» What to do
Each line from the one containing "Spot the man in" through the last line of the data below should be printed exactly, please, with any pictures omitted.

(Records drawn from a dataset)
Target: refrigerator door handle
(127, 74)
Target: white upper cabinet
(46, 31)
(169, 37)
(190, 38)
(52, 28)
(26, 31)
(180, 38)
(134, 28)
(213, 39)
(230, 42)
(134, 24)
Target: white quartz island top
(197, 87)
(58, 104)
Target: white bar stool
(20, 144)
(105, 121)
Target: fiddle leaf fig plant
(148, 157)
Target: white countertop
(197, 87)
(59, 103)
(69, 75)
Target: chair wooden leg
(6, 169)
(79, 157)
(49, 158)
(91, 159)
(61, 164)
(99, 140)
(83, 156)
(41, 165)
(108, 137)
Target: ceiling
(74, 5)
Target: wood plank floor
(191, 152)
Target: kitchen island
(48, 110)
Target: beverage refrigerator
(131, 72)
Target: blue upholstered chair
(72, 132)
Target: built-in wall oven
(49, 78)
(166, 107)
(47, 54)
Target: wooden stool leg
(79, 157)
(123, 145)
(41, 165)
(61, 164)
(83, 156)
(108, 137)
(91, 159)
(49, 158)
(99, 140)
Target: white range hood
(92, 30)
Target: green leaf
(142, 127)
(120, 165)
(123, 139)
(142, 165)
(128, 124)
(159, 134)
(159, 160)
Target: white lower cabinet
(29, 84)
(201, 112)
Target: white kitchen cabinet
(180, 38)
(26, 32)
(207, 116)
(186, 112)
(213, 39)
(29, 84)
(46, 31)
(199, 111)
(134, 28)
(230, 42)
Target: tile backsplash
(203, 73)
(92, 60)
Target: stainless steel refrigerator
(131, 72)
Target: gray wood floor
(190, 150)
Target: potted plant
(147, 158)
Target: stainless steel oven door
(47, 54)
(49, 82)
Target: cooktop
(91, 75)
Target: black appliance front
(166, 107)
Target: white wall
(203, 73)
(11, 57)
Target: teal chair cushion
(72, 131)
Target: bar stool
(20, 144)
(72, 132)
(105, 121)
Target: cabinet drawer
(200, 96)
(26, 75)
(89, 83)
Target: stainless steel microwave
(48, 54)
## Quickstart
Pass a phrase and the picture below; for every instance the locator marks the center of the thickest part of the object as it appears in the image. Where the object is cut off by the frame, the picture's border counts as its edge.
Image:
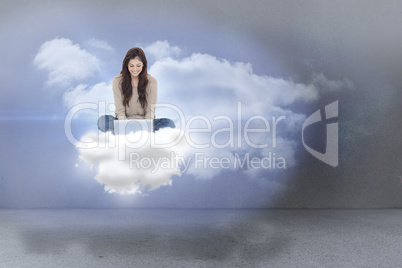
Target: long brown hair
(126, 87)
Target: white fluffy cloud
(125, 169)
(161, 49)
(65, 62)
(226, 95)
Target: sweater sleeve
(152, 99)
(120, 111)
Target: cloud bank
(218, 97)
(65, 62)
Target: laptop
(123, 127)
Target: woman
(135, 93)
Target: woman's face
(135, 67)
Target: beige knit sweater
(134, 110)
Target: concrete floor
(200, 238)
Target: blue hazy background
(207, 55)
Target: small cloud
(162, 49)
(65, 62)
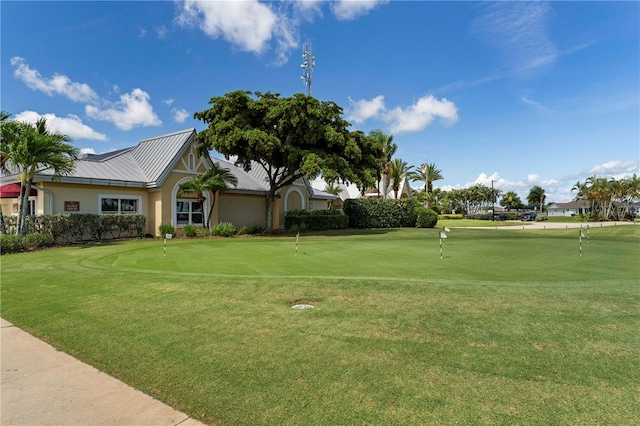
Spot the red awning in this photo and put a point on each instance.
(12, 190)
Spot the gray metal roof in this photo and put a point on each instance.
(144, 165)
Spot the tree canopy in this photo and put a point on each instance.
(288, 138)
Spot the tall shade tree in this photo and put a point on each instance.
(288, 138)
(217, 178)
(388, 149)
(32, 147)
(399, 170)
(536, 197)
(510, 200)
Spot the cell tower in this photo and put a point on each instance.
(309, 61)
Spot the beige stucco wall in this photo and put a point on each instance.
(242, 209)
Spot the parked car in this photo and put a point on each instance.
(499, 216)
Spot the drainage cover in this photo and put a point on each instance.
(302, 306)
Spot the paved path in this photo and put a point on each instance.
(42, 386)
(549, 225)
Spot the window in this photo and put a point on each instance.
(119, 204)
(188, 211)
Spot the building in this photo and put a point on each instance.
(144, 179)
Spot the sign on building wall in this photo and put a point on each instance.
(72, 206)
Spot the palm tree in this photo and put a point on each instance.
(388, 149)
(399, 170)
(510, 200)
(215, 179)
(30, 148)
(427, 173)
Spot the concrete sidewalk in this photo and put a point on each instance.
(42, 386)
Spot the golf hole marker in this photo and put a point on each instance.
(443, 236)
(166, 237)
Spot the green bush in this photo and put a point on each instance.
(35, 241)
(224, 229)
(380, 213)
(11, 243)
(202, 233)
(315, 220)
(166, 228)
(451, 216)
(426, 218)
(190, 230)
(249, 230)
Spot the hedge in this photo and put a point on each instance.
(380, 213)
(427, 218)
(315, 220)
(79, 227)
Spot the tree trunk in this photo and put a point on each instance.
(24, 207)
(213, 203)
(3, 229)
(271, 200)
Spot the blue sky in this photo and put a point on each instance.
(519, 93)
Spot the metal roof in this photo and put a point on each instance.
(145, 165)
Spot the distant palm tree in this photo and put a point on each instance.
(388, 149)
(427, 173)
(4, 159)
(31, 147)
(399, 171)
(215, 179)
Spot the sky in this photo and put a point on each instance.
(509, 94)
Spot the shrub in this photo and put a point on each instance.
(36, 240)
(202, 232)
(249, 230)
(380, 213)
(450, 216)
(224, 229)
(426, 218)
(189, 230)
(166, 228)
(11, 243)
(316, 220)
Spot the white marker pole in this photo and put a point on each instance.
(587, 228)
(166, 237)
(443, 236)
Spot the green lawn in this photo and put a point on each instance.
(511, 327)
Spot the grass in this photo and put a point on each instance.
(511, 327)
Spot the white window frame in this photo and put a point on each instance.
(120, 197)
(190, 213)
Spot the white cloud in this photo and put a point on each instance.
(179, 115)
(248, 25)
(611, 168)
(58, 84)
(363, 109)
(71, 125)
(404, 120)
(519, 31)
(421, 114)
(132, 110)
(346, 10)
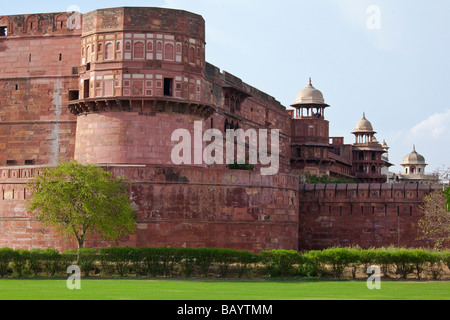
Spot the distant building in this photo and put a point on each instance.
(414, 165)
(315, 152)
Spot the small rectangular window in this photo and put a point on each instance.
(168, 85)
(74, 95)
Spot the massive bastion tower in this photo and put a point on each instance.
(109, 87)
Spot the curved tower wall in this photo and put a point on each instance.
(142, 76)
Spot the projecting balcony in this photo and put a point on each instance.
(142, 105)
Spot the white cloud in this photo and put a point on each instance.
(434, 127)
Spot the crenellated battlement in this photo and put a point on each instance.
(362, 191)
(39, 24)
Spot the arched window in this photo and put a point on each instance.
(168, 51)
(139, 50)
(191, 55)
(109, 51)
(88, 54)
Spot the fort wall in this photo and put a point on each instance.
(367, 215)
(184, 207)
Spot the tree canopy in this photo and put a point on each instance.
(80, 200)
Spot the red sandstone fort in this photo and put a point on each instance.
(109, 87)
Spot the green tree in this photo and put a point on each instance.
(435, 226)
(80, 200)
(447, 194)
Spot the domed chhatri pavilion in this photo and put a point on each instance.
(312, 151)
(414, 165)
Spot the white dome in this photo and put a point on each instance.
(364, 125)
(414, 158)
(310, 95)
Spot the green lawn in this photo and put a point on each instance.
(220, 290)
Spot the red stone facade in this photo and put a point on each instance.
(111, 86)
(367, 215)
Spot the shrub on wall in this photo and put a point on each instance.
(280, 262)
(6, 256)
(188, 262)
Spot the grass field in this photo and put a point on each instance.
(221, 290)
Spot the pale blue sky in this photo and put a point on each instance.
(398, 75)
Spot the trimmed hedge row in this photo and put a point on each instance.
(206, 262)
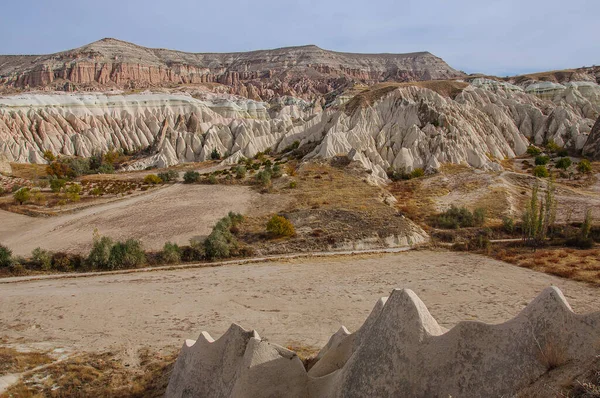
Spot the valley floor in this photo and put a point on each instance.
(295, 302)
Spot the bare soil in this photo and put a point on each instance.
(295, 302)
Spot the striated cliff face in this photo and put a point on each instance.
(306, 71)
(399, 126)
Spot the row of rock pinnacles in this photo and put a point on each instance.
(399, 351)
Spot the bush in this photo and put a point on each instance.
(57, 184)
(479, 217)
(168, 176)
(508, 225)
(533, 150)
(126, 254)
(279, 226)
(240, 172)
(152, 179)
(264, 178)
(416, 173)
(6, 259)
(455, 218)
(563, 163)
(22, 195)
(100, 254)
(542, 160)
(171, 253)
(49, 156)
(41, 258)
(540, 171)
(584, 166)
(191, 177)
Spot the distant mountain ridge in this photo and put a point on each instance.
(303, 71)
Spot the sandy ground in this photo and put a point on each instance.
(297, 301)
(175, 213)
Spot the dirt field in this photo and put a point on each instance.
(293, 302)
(176, 213)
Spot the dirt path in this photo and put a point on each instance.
(302, 301)
(176, 213)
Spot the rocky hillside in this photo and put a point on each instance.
(306, 71)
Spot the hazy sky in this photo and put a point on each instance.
(492, 36)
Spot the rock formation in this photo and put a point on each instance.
(306, 71)
(591, 148)
(399, 351)
(398, 126)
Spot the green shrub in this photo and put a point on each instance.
(508, 225)
(584, 166)
(6, 259)
(264, 178)
(553, 147)
(455, 218)
(416, 173)
(533, 150)
(191, 177)
(171, 253)
(540, 171)
(100, 254)
(22, 195)
(152, 179)
(41, 258)
(57, 184)
(279, 226)
(240, 172)
(542, 160)
(563, 163)
(126, 254)
(168, 176)
(479, 217)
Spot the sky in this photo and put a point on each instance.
(499, 37)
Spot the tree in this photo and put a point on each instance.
(540, 171)
(564, 163)
(279, 226)
(539, 216)
(584, 166)
(22, 195)
(152, 179)
(5, 256)
(191, 176)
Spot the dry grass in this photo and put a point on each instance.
(579, 265)
(98, 375)
(13, 361)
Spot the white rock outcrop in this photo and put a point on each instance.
(399, 351)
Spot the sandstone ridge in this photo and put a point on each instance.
(399, 351)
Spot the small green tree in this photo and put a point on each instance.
(191, 177)
(6, 259)
(57, 184)
(152, 179)
(540, 171)
(584, 166)
(542, 160)
(564, 163)
(22, 195)
(171, 253)
(279, 226)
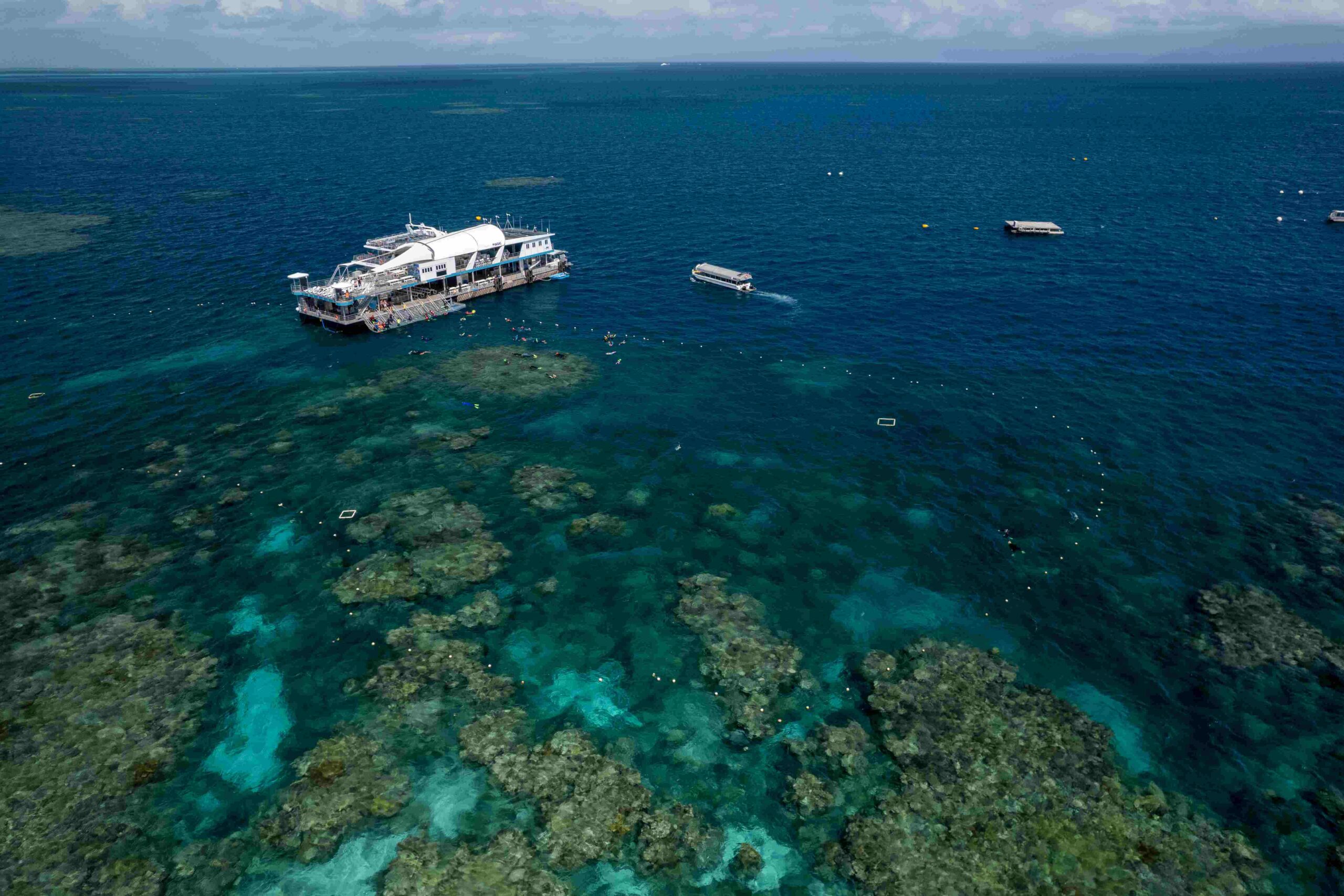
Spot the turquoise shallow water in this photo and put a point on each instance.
(1126, 404)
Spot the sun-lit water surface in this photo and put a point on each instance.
(1119, 404)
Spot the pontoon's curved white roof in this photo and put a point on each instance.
(461, 242)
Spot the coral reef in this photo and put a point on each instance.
(514, 183)
(1252, 628)
(351, 458)
(425, 657)
(452, 549)
(319, 413)
(1297, 547)
(548, 488)
(843, 749)
(506, 370)
(597, 524)
(377, 578)
(386, 382)
(90, 719)
(1003, 787)
(810, 794)
(89, 571)
(342, 781)
(448, 568)
(749, 666)
(589, 803)
(429, 516)
(507, 867)
(675, 835)
(747, 861)
(494, 734)
(38, 233)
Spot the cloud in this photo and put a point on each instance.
(375, 31)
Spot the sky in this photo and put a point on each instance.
(386, 33)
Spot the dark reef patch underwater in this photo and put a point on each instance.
(636, 597)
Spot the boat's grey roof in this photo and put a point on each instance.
(722, 272)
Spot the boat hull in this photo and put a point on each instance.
(742, 288)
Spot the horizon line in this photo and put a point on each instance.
(1016, 64)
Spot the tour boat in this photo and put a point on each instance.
(717, 276)
(1034, 227)
(426, 273)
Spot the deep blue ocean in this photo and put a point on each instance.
(1089, 429)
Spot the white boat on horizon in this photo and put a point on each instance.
(741, 281)
(1034, 227)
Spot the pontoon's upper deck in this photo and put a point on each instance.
(425, 254)
(412, 234)
(723, 273)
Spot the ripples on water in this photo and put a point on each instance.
(1128, 405)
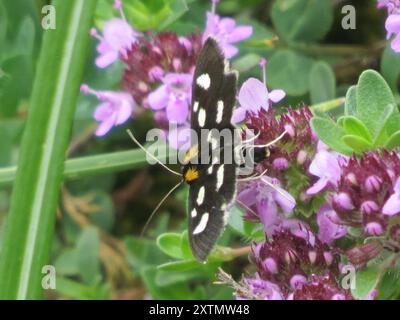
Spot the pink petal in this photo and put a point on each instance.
(253, 95)
(124, 112)
(105, 126)
(106, 59)
(158, 99)
(268, 215)
(239, 114)
(240, 33)
(177, 110)
(276, 95)
(103, 112)
(317, 187)
(395, 44)
(285, 200)
(227, 25)
(229, 50)
(392, 23)
(392, 205)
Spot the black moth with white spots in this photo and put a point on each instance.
(212, 185)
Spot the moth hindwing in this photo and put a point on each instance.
(212, 183)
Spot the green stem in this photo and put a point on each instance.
(29, 227)
(328, 105)
(92, 165)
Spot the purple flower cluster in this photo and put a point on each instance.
(309, 200)
(159, 67)
(392, 23)
(295, 268)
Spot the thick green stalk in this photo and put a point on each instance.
(29, 227)
(92, 165)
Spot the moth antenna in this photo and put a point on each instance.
(150, 155)
(270, 143)
(158, 207)
(246, 207)
(277, 190)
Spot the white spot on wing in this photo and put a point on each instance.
(195, 106)
(220, 111)
(202, 117)
(200, 196)
(202, 224)
(220, 177)
(204, 81)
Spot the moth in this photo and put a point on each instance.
(211, 184)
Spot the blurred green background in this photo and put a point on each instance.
(97, 250)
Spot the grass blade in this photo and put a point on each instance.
(29, 227)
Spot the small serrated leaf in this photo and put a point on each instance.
(350, 106)
(354, 126)
(330, 133)
(357, 143)
(393, 141)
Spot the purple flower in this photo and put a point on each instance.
(115, 108)
(392, 205)
(392, 26)
(118, 37)
(174, 95)
(265, 290)
(329, 227)
(253, 97)
(325, 166)
(267, 200)
(225, 31)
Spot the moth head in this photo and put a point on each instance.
(190, 174)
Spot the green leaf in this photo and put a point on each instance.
(142, 253)
(393, 141)
(178, 9)
(170, 244)
(92, 165)
(185, 246)
(353, 126)
(302, 20)
(350, 107)
(366, 280)
(3, 25)
(179, 291)
(247, 62)
(147, 14)
(181, 265)
(290, 71)
(72, 289)
(30, 224)
(67, 263)
(330, 133)
(87, 255)
(357, 143)
(390, 67)
(322, 82)
(373, 98)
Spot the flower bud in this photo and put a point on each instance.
(280, 164)
(369, 206)
(374, 228)
(297, 280)
(373, 184)
(343, 201)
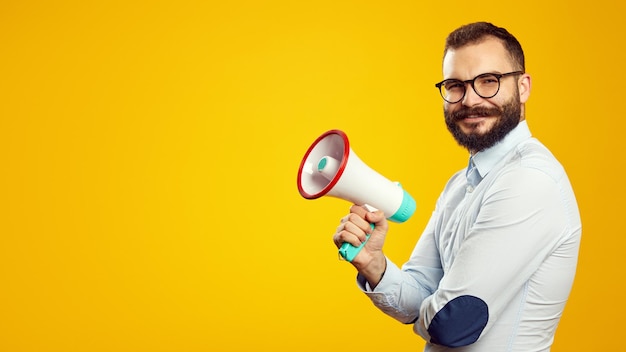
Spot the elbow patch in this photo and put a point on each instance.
(460, 322)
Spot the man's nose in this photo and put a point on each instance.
(471, 98)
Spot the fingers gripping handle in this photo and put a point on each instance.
(348, 252)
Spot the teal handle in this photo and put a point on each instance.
(347, 251)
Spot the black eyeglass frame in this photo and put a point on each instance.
(498, 76)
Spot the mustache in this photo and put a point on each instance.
(477, 111)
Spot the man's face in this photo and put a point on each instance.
(478, 123)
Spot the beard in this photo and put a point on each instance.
(508, 115)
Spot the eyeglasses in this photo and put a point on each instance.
(486, 86)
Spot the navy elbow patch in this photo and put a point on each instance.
(460, 322)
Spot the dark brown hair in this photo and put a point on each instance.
(474, 33)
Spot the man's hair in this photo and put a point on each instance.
(475, 33)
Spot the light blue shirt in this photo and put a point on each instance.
(494, 267)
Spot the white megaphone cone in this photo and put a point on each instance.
(331, 168)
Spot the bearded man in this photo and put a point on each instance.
(494, 267)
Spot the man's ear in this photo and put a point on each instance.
(524, 88)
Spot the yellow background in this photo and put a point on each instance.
(149, 154)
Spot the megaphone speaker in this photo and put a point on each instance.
(330, 168)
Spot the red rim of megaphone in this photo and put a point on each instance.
(342, 165)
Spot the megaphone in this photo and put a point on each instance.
(330, 168)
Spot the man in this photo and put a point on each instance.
(495, 264)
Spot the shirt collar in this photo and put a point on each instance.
(485, 160)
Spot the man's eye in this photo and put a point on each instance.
(454, 85)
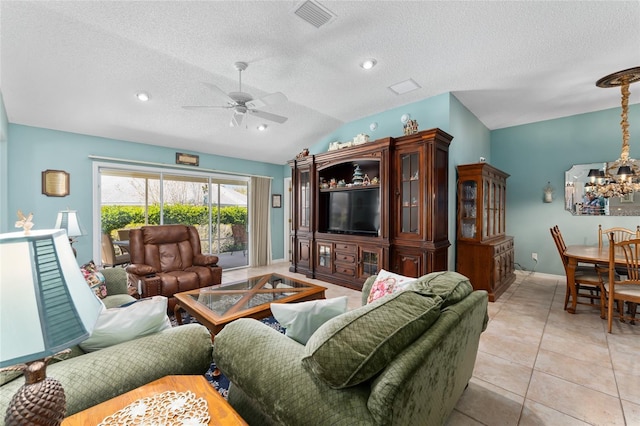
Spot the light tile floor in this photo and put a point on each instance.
(537, 364)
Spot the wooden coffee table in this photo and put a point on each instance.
(216, 307)
(220, 412)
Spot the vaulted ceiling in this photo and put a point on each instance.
(77, 65)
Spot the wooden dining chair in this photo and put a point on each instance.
(623, 288)
(589, 283)
(620, 234)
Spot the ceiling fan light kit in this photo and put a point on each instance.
(242, 103)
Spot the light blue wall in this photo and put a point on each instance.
(32, 150)
(537, 153)
(4, 167)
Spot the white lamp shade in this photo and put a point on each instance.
(68, 219)
(45, 303)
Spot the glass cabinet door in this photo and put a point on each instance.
(410, 193)
(305, 198)
(468, 208)
(369, 261)
(324, 255)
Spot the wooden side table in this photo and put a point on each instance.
(221, 413)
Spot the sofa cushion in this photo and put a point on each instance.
(302, 319)
(452, 287)
(387, 283)
(353, 347)
(117, 325)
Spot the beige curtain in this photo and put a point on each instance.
(260, 221)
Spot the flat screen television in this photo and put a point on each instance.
(355, 212)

» Task result
Spot the man in this photo and put a point on each instance.
(495, 264)
Spot the shirt collar in this photo and put a point on each instance.
(485, 160)
Spot the man's eye in this photo and put a point on each instance.
(454, 85)
Spot the light tile floor in this photo and put a point on each instance.
(537, 364)
Spot the wooden coffee table in this photo and put a point on each instance.
(216, 307)
(220, 412)
Spot the vaulted ceiling in this photo and put a point on each instance.
(77, 65)
Spot the wooden dining chair in this photo and put a point on each instance.
(623, 288)
(589, 283)
(620, 234)
Spot the ceiling fan light kit in this photo and put a point on each instance.
(242, 103)
Spot the light blue wall in this photo and put a point on each instance.
(32, 150)
(537, 153)
(4, 167)
Spot the white lamp shade in this photo and put a point on each instance.
(68, 219)
(45, 303)
Spot the glass cabinet door in this photo and put a point on each instance.
(410, 193)
(305, 198)
(468, 208)
(369, 261)
(324, 255)
Spot the wooden side table in this photo and put a point on each instance.
(221, 413)
Spot the sofa cushion in this photo and put a point on each instance.
(302, 319)
(452, 287)
(387, 283)
(353, 347)
(117, 325)
Spot the beige curtain in this photo and put a point on each instance.
(260, 221)
Spot the flat screen television in this photo and put a point on each instance.
(355, 212)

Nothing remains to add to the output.